Only the pictures are omitted; repeat all other data exactly.

== EXERCISE DATA ==

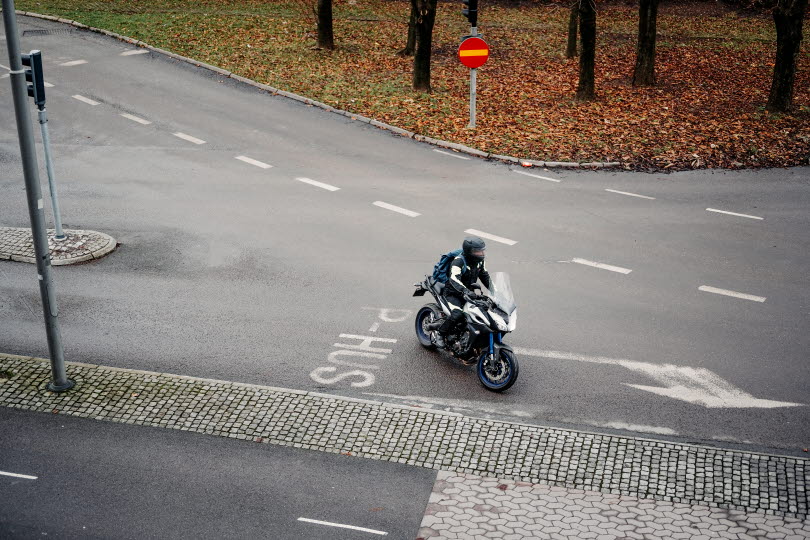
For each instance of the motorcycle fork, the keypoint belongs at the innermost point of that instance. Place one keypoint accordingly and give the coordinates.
(494, 338)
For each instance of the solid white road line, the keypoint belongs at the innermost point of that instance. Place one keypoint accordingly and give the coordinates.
(136, 119)
(318, 184)
(409, 213)
(15, 475)
(188, 138)
(342, 526)
(630, 194)
(85, 100)
(253, 162)
(724, 292)
(611, 268)
(536, 176)
(450, 154)
(491, 237)
(732, 213)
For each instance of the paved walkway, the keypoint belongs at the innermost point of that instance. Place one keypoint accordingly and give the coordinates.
(522, 481)
(17, 244)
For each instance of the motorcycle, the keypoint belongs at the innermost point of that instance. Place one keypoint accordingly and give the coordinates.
(488, 317)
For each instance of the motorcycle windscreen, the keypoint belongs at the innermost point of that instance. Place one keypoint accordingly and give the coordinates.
(502, 291)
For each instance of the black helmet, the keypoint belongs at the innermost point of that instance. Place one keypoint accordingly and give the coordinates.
(473, 248)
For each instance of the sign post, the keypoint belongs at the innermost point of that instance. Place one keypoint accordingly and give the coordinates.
(473, 53)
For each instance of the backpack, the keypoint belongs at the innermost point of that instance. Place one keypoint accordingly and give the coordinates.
(441, 271)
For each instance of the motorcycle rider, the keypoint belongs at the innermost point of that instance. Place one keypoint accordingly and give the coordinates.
(465, 270)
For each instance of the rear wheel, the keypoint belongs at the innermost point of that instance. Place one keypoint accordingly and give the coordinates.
(429, 313)
(499, 373)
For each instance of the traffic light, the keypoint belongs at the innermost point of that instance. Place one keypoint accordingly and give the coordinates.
(34, 77)
(470, 11)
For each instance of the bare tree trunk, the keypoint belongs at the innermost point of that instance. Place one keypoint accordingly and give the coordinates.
(411, 45)
(788, 17)
(644, 72)
(573, 24)
(326, 38)
(426, 17)
(587, 59)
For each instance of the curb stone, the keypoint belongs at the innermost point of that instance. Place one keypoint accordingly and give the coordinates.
(617, 465)
(308, 101)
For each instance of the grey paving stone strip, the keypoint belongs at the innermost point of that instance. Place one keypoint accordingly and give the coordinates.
(658, 470)
(17, 244)
(465, 506)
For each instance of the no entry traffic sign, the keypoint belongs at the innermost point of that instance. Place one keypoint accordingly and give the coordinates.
(473, 52)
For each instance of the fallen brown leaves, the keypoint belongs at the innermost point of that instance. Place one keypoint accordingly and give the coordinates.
(706, 111)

===

▶ [EXPECTED ANSWER]
For each instance of the motorcycle fork, the keypoint belongs at the innermost point of that instance. Place one keypoint accordingly and give the coordinates.
(494, 338)
For each instance of the solid white road line, the keypoint belongs at the innermost point of that instance. Place one keypoint accordingly and give the coordinates.
(136, 119)
(318, 184)
(409, 213)
(15, 475)
(188, 138)
(342, 526)
(630, 194)
(85, 100)
(253, 162)
(724, 292)
(611, 268)
(536, 176)
(450, 154)
(491, 237)
(732, 213)
For each instance of the paved walkway, the keypoint belongs at the innermost point of that instance. Place one keypoint accordingly and give the coordinates.
(522, 481)
(17, 244)
For each instance of the motorcycle, the keypoint belongs at the innermost point of that instance. Place one keypoint accordingly and give the coordinates.
(488, 317)
For each instance of the motorcycle windscreen, the keypoint belongs at the innermost point of that instance. Place one keypoint accordingly and give the coordinates.
(502, 291)
For each instance of the black helmet, the keypoint belongs at the innermost point of that instance. Place one keypoint accordingly and give the coordinates.
(473, 248)
For each instance of the sign post, the keypoint belongs at the innermost point of that instance. Place one keypoint accordingly and give the coordinates.
(473, 53)
For each instance of the backpack, the keypoint belongs at the innermost point of that instance. Place one keypoint accordingly and give the coordinates.
(441, 271)
For each instance of the motorcycle rider, the keypoint belongs at the innermost point of that instance. Place one keypoint accordingly and give the coordinates.
(465, 270)
For each instance of the rear wheel, the keypoint belongs at the innermost point of that instance. Place one keypoint accordingly and give the coordinates.
(429, 313)
(499, 373)
For each instance of the traffic light, the keypoint belongs at the innermost point of that instance. Place one keypoint accordingly and give the coordinates.
(34, 77)
(470, 11)
For each instance of the bare tree trunk, the keypoint belongs at the innermost point of that instance. Place one keypoint accordingly and give the coordinates.
(411, 45)
(788, 17)
(644, 72)
(573, 24)
(326, 38)
(426, 17)
(587, 59)
For each instance of the curb stone, the keypoint belongs at the innermost point of that instance. Place one keypoint accordingly and give the coordinates.
(617, 465)
(308, 101)
For each instance of the grey paving stone strip, the keypoint belongs at the innermost point of that instance. Place one keypoint accordingly and give the coordinates.
(658, 470)
(17, 244)
(465, 506)
For each instance of the no entry traffic sign, the keypoint belongs at the innermost point of that instance. Place one keypoint accordingly and give the coordinates.
(473, 52)
For each instance of the fallen brown leaves, the keypoint belongs at the innermost point of that instance. Place one keypoint accordingly and give the coordinates.
(706, 111)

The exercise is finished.